(Stored data)
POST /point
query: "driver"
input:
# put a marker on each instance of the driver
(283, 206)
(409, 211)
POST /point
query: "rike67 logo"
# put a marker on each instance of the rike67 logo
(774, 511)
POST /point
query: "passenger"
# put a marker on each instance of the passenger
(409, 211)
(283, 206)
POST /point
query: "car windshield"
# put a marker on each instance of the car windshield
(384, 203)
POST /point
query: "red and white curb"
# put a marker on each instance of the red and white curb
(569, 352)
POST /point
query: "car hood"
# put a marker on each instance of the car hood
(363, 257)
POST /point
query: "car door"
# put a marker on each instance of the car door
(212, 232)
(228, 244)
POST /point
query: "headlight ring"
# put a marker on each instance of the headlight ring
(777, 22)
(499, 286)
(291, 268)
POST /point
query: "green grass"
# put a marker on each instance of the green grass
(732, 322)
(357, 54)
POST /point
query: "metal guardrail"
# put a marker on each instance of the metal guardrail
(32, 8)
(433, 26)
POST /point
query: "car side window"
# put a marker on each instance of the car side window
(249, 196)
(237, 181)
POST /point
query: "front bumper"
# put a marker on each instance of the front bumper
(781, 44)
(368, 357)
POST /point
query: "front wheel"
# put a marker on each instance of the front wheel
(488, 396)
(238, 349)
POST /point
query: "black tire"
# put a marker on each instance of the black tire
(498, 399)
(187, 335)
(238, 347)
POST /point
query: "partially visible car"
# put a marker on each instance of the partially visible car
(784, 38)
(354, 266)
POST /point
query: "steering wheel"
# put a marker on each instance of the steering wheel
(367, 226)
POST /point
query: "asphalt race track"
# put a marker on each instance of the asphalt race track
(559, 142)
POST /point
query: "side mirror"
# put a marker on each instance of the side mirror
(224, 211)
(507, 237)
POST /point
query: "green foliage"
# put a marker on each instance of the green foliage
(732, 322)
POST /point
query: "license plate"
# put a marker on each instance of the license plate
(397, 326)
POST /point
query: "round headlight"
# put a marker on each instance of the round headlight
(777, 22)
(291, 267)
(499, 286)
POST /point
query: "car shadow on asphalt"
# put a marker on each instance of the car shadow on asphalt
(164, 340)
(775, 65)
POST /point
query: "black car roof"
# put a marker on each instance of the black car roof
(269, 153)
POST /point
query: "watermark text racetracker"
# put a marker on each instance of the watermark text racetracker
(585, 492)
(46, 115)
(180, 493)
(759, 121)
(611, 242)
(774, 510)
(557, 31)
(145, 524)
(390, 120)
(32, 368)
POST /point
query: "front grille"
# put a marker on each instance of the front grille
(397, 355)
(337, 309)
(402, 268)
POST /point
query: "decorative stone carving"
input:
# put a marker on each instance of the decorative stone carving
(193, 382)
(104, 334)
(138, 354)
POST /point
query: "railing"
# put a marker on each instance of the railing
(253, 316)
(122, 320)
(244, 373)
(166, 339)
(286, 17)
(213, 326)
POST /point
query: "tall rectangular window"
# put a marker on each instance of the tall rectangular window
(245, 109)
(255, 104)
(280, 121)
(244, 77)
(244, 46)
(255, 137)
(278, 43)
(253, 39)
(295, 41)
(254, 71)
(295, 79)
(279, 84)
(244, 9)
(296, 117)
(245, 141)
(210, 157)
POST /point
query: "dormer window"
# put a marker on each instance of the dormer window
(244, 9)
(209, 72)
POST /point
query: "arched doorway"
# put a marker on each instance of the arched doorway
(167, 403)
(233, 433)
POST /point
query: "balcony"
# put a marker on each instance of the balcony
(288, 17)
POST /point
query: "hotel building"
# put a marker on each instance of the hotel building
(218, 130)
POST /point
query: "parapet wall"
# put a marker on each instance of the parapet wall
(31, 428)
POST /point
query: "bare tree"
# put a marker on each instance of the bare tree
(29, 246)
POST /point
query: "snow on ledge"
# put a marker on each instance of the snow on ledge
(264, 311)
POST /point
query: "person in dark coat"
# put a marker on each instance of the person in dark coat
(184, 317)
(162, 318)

# GIVEN TASK
Reproduce each record exactly, leaving nothing out.

# REPLY TO THE EXERCISE
POST /point
query: "driver"
input:
# put a marker on each instance of the driver
(283, 206)
(409, 211)
POST /point
query: "rike67 logo"
# put a marker on each instance of the rike67 logo
(774, 511)
POST /point
query: "passenger"
# put a marker on each instance of the passenger
(409, 211)
(283, 206)
POST /point
query: "car windshield"
# put a marker on each instance of the car windshield
(384, 203)
POST /point
query: "red and white curb"
# put a marker on each instance of the red and white curb
(569, 352)
POST /point
query: "car hood"
# put a marker on each instance of the car hood
(363, 257)
POST /point
query: "car door"
# put a marker on each instance of the car door
(212, 232)
(228, 244)
POST /point
query: "headlight ring"
# put a marker on each instance of the headlight ring
(777, 22)
(499, 286)
(291, 268)
POST /point
query: "green grass"
# put a marker on each instance of the green grass
(732, 322)
(357, 54)
POST /point
query: "metal guardrail"
# put a marker on each instance of the metal guardrail
(32, 8)
(433, 26)
POST /point
query: "car side window"
# put a marker on each instance of the car side window
(249, 196)
(237, 181)
POST /point
query: "front bumper"
# put a marker on each instance of the front bumper
(781, 44)
(368, 357)
POST /point
query: "front wheel"
# put a marker on each instance of the front wheel
(488, 396)
(238, 349)
POST /point
query: "black tire"
# put a marker on each instance of the black tire
(498, 399)
(187, 335)
(238, 347)
POST /point
query: "partially visible car"
# put a marker on each instance of the partially visible car
(784, 38)
(354, 266)
POST /point
query: "steering wheel"
# put a marker on each instance of the steering wheel
(367, 226)
POST /point
query: "asphalt race track"
# put a marker on each instance of the asphalt race track
(559, 142)
POST /point
query: "side mirror"
# put a marker on each instance of the side mirror
(224, 211)
(507, 237)
POST /point
query: "green foliage"
# put a marker on each instance of the green foliage
(732, 322)
POST /point
query: "license plate"
# put a marker on each instance of the license plate
(397, 326)
POST /point
query: "round headlight"
# put a marker on each instance of the round headlight
(777, 22)
(291, 267)
(499, 286)
POST /point
query: "car shadow on asphalt"
# put a marker on each instance of the car shadow on asphalt
(164, 340)
(775, 65)
POST /point
query: "black car roof"
# put a marker on each instance of the black car roof
(269, 153)
POST /point
query: "watermark text racetracker"
# put a marker on each instance of the watermark text racetracker
(585, 492)
(46, 115)
(180, 493)
(759, 121)
(611, 242)
(774, 510)
(557, 31)
(145, 524)
(390, 120)
(32, 368)
POST /point
query: "front grille"
# put a marker on each instance of the front grille
(397, 355)
(337, 309)
(402, 268)
POST /point
query: "decorative stone carving"
input:
# put a marker on each instance of the decorative stone carving
(193, 382)
(104, 334)
(138, 354)
POST /point
query: "railing"
# put a marker on each instance of the railing
(253, 316)
(122, 320)
(244, 373)
(166, 339)
(286, 17)
(213, 326)
POST /point
query: "tall rectangular window"
# put a marker on each instance of the tall rectangular window
(245, 109)
(255, 104)
(280, 121)
(244, 77)
(244, 46)
(255, 137)
(278, 43)
(253, 39)
(295, 41)
(254, 71)
(295, 79)
(279, 84)
(244, 9)
(296, 117)
(245, 141)
(210, 157)
POST /point
query: "dormer window"
# put a marker on each instance of the dormer window
(244, 9)
(209, 72)
POST /point
query: "arched doorway"
# put a marker on each instance of the arched doorway
(167, 403)
(233, 433)
POST /point
query: "balcony"
# put a marker on each instance of the balcony
(288, 17)
POST /point
query: "hotel building"
# put a marker on each instance of the hotel building
(218, 130)
POST /point
query: "parapet wall"
# put a marker on each instance of the parapet wall
(31, 428)
POST /point
query: "bare tree"
# put a marker on each instance of the bare tree
(29, 246)
POST /point
query: "snow on ledge"
# put a marker on each instance of the snow on ledge
(264, 311)
POST /point
query: "person in dark coat"
# put a marker on each instance of the person in dark coat
(184, 317)
(162, 318)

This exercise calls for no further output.